Carry on the acquisitions note from the point where it stops, writing in the same financial-reporting style.

• [Quoted passage]

----

NOTE 2 - ACQUISITIONS

Navman Acquisition

      On May 7, 2012, the Company entered into a five-year supply agreement (the "Supply Agreement") to provide at least $25 million of fleet tracking products to Navman Wireless, which at the time was a privately held company ("Navman"). In conjunction with the Supply Agreement, the Company also entered into an asset purchase agreement on May 7, 2012 with Navman (the "Asset Purchase Agreement") and established a research and development center in Auckland, New Zealand with employees who transferred from Navman's workforce.

      The purchase price for the products and technologies acquired from Navman pursuant to the Asset Purchase Agreement was $4,902,000, comprised of $1,000,000 paid in cash at closing, a non-interest bearing note payable with an original face amount of $4,000,000 and a present value at the time of issuance of $3,080,000, and the fair value of the initial estimated contingent royalties consideration of $822,000 for sales by CalAmp of certain products acquired from Navman under the Asset Purchase Agreement during the first three years. The note is payable in the form of a 15% rebate on certain products sold by the Company to Navman under the Supply Agreement.

Wireless Matrix Acquisition

      On March 4, 2013, the Company acquired Wireless Matrix USA, Inc. ("Wireless Matrix") for a cash payment of $53 million. The assets acquired by the Company included cash of $6.1 million. The Company funded the purchase price from the net proceeds of an equity offering of $44.8 million that was completed in February 2013, the net proceeds from a new $5 million bank term loan described in Note 5, and cash on hand.

      The Company has not yet obtained all information required to complete the purchase price allocation related to this acquisition. One of the purchase price allocation areas to be completed is the valuation of deferred income taxes for the acquired business. The final purchase price allocation will be completed in the current fiscal year. Following is the unaudited preliminary purchase price allocation (in thousands):

      Purchase Price                   $ 52,986  
  Less cash acquired             (6,149 )
         Net cash paid             46,837  
  Fair value of net assets acquired:                
         Current assets other than cash   $ 6,353          
         Property and equipment     1,683          
         Customer lists     14,440          
         Developed/core technology     11,180          
         Other non-current assets     144          
         Current liabilities          (4,155 )        
                Total fair value of net assets acquired             29,645  
  Goodwill           $      17,192  

      The Company paid a premium (i.e., goodwill) over the fair value of the net tangible and identified intangible assets acquired. The Company expects to leverage Wireless Matrix's mobile workforce management and asset tracking applications to build upon its current product offerings for its customers in the Energy, Government and Transportation markets. It also believes an opportunity exists to expand its turnkey offerings to global enterprise customers in new vertical markets. The Company believes that this acquisition will accelerate its development roadmap, enable it to offer higher margin turnkey solutions for new and existing customers, and further increase its relevance with mobile network operators and key channel partners in the global M2M marketplace.

----

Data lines
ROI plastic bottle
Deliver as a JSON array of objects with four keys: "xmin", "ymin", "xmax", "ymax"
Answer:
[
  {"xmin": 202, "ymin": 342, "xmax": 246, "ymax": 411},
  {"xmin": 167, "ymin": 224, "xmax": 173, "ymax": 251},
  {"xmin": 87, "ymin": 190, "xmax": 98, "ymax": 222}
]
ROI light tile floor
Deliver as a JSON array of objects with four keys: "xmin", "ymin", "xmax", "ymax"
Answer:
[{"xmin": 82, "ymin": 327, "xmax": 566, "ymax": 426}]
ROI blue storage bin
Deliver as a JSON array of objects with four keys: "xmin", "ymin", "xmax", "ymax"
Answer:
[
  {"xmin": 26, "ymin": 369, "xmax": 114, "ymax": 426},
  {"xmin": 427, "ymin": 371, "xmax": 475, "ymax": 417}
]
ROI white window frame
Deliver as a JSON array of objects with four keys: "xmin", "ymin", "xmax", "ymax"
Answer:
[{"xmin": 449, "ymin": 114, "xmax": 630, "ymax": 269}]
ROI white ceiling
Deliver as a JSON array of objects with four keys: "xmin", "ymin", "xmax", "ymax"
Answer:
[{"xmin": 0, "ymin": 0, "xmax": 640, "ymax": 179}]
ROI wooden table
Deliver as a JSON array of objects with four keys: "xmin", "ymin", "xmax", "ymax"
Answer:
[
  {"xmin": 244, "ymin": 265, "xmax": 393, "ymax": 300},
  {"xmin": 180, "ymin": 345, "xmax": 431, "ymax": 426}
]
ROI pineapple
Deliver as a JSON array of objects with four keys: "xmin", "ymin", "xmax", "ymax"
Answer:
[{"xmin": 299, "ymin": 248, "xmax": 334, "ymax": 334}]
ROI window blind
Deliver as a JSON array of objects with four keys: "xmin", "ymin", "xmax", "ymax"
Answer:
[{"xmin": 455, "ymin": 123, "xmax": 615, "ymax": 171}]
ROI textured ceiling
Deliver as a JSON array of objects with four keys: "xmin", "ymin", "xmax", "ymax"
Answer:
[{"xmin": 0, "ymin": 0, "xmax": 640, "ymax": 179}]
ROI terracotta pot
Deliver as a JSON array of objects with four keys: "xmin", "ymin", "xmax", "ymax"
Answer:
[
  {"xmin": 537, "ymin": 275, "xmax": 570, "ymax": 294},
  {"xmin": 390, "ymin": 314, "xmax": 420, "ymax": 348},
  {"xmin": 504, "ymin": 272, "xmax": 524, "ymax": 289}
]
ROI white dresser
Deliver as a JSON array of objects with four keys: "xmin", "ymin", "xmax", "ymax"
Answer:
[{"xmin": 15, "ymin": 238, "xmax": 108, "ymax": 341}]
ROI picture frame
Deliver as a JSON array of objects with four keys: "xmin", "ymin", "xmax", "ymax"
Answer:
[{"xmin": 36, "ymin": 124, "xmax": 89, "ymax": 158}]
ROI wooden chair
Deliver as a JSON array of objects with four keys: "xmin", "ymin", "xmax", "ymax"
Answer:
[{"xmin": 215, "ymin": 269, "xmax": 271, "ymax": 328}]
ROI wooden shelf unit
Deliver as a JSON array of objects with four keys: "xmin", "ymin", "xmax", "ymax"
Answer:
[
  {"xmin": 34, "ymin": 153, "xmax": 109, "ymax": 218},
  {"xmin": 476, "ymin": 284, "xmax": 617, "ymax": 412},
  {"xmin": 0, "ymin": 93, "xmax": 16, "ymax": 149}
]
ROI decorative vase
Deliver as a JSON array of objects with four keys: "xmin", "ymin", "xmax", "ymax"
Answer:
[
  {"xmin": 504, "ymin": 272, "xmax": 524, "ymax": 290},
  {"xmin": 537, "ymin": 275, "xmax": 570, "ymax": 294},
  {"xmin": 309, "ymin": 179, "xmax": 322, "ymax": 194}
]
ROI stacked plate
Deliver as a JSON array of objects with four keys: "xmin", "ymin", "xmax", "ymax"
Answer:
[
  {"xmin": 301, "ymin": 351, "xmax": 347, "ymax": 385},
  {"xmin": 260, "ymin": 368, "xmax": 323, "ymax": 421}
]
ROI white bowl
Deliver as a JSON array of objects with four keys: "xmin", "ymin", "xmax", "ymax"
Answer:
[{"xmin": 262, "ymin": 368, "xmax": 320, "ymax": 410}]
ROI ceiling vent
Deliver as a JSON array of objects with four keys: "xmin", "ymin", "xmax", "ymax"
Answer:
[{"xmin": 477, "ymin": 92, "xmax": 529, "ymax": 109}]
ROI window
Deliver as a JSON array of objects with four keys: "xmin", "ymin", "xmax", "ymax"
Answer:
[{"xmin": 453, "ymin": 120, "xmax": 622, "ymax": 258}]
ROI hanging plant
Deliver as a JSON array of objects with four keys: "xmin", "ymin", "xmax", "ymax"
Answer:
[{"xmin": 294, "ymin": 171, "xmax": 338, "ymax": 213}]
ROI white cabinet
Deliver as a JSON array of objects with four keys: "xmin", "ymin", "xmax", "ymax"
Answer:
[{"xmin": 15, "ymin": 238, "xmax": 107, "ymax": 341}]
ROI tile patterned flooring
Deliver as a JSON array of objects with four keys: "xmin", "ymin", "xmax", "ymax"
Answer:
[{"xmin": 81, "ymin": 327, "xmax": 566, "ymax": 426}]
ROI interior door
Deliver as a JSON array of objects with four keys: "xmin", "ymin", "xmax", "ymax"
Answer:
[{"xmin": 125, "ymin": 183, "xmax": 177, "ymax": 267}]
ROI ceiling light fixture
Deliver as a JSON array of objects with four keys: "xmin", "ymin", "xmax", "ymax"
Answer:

----

• [In response]
      The goodwill arising from the Wireless Matrix acquisition is not deductible for income tax purposes.

      Following is unaudited pro forma consolidated financial information presented as if the acquisition had occurred at the beginning of fiscal 2013. The pro forma consolidated financial information is not necessarily indicative of what the Company's actual results of operations would have been had Wireless Matrix been included in the Company's historical consolidated financial statements for the three and six month periods ended August 31, 2012. In addition, the pro forma consolidated financial information does not attempt to project the future results of operations of the combined company.

(in thousands except per share amounts)

        Pro Forma
    Three Months       Six Months
    Ended   Ended
    August 31,   August 31,
    2012   2012
Revenue   $      50,201   $      102,215
Net income   $ 2,293   $ 5,544
Earnings per share:            
       Basic   $ 0.07   $ 0.17
       Diluted   $ 0.07   $ 0.16
Shares used in computing earnings per share:            
       Basic     33,651     33,376
       Diluted     34,867     34,653

      The pro forma adjustments for the three and six months ended August 31, 2012 consist of adding Wireless Matrix's standalone results of operations for the three and six month periods ended July 31, 2012 to CalAmp's historical results of operations for the three and six month periods ended August 31, 2012. The pro forma net income above includes additional amortization expense of $1,188,000 and $2,376,000 for the three and six months ended August 31, 2012, respectively, related to the estimated fair value of identifiable intangible assets arising from the preliminary purchase price allocation. In addition, the number of shares used in computing pro forma earnings per share includes 5,175,000 common stock shares sold in February 2013 to fund the acquisition of Wireless Matrix, as if such shares were outstanding during the three and six month periods ended August 31, 2012.